Texte cité>
====

Pyrénées – La mule et l’intello (3) : Direction le Canigou
Passé le « Coll de Lli » et toutes ses considérations historiques, on peut se demander quand la mule prendra le dessus sur l’intello. Il faut dire que les pentes rocailleuses sont bien loin encore, que la marche est « aisée » et que tout porte à la contemplation. Pour du changement, il faut attendre la montée vers l’emblématique Canigou prévue à deux jours de marche.
Au Coll, le sentier se fait route forestière côté espagnol. Une diversion fait saliver, la mule et son intello : L’ermitage de « las Salinas » avec sa magnifique fontaine et le « bar à tapas » accolé à l’ermitage. Curieuse pratique ! Un lieu populaire perdu en pleine forêt. La mule souhaite s’abreuver à la fontaine. L’intello n’arrive pas à conclure entre prendre un « cortado », un « cafecito » ou encore un « café con leche ». Les Catalans vont-ils me répondre quand je m’adresserai à eux en espagnol ? On sait leur aversion au castillan, comme ils l’appellent… La fontaine est enfin en vue. Un bel édifice. Remplissage des deux gourdes. Montée vers l’ermitage tout proche pour constater que… le bar est fermé le mercredi. « No hay suerte ». Il en va comme cela pour le randonneur qui rêve de choses simples, très souvent repoussées. Bref, l’intello boira de l’eau, tout comme sa mule.

====

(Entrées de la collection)

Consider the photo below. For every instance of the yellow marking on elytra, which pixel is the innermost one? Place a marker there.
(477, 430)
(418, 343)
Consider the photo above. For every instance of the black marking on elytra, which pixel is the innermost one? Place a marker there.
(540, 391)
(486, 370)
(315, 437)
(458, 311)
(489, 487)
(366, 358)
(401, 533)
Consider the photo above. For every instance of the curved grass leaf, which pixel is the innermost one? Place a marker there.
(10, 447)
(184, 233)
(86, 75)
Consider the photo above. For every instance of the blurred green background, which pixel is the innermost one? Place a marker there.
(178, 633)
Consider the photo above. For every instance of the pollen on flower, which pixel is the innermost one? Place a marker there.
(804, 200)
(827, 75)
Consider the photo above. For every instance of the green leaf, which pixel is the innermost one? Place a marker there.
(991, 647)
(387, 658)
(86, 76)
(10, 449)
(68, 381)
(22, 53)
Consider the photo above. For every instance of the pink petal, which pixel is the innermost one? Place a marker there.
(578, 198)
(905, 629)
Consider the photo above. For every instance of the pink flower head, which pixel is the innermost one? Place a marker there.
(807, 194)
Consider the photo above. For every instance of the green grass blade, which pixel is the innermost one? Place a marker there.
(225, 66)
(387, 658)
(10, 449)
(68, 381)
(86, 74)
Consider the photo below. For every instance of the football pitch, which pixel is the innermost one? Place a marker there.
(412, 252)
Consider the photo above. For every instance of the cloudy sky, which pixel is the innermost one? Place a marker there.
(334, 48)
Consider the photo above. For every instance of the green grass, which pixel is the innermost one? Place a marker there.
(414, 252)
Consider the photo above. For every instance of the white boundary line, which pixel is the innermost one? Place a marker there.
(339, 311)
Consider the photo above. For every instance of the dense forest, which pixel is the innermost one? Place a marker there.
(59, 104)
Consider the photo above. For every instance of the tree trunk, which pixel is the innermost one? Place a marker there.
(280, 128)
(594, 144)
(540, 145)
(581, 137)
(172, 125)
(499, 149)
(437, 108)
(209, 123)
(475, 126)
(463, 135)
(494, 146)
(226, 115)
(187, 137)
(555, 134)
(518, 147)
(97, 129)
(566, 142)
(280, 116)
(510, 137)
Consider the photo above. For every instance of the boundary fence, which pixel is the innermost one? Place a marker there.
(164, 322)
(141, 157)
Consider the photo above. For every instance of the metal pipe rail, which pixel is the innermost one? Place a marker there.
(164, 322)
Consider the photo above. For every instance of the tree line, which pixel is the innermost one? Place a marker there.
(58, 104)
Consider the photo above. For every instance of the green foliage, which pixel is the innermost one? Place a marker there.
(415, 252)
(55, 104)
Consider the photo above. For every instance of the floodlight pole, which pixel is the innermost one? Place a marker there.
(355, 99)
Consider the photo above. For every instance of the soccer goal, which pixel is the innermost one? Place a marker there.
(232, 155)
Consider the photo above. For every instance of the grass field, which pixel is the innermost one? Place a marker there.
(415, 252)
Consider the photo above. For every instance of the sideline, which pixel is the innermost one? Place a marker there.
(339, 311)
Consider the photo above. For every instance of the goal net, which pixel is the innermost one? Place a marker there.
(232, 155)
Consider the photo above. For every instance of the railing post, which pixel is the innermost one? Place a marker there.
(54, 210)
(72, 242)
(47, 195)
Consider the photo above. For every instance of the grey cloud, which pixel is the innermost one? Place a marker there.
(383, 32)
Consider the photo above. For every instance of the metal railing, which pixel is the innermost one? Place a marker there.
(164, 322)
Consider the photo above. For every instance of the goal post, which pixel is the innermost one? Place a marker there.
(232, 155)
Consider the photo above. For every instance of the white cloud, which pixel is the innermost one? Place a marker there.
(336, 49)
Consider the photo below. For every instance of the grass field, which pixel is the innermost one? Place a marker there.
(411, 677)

====

Objectif>
Citez à l'identique le passage du récit de marche vers le Canigou compris entre « Pyrénées – La » et « jours de marche. », bornes incluses.

Réponse rédigée>
Pyrénées – La mule et l’intello (3) : Direction le Canigou
Passé le « Coll de Lli » et toutes ses considérations historiques, on peut se demander quand la mule prendra le dessus sur l’intello. Il faut dire que les pentes rocailleuses sont bien loin encore, que la marche est « aisée » et que tout porte à la contemplation. Pour du changement, il faut attendre la montée vers l’emblématique Canigou prévue à deux jours de marche.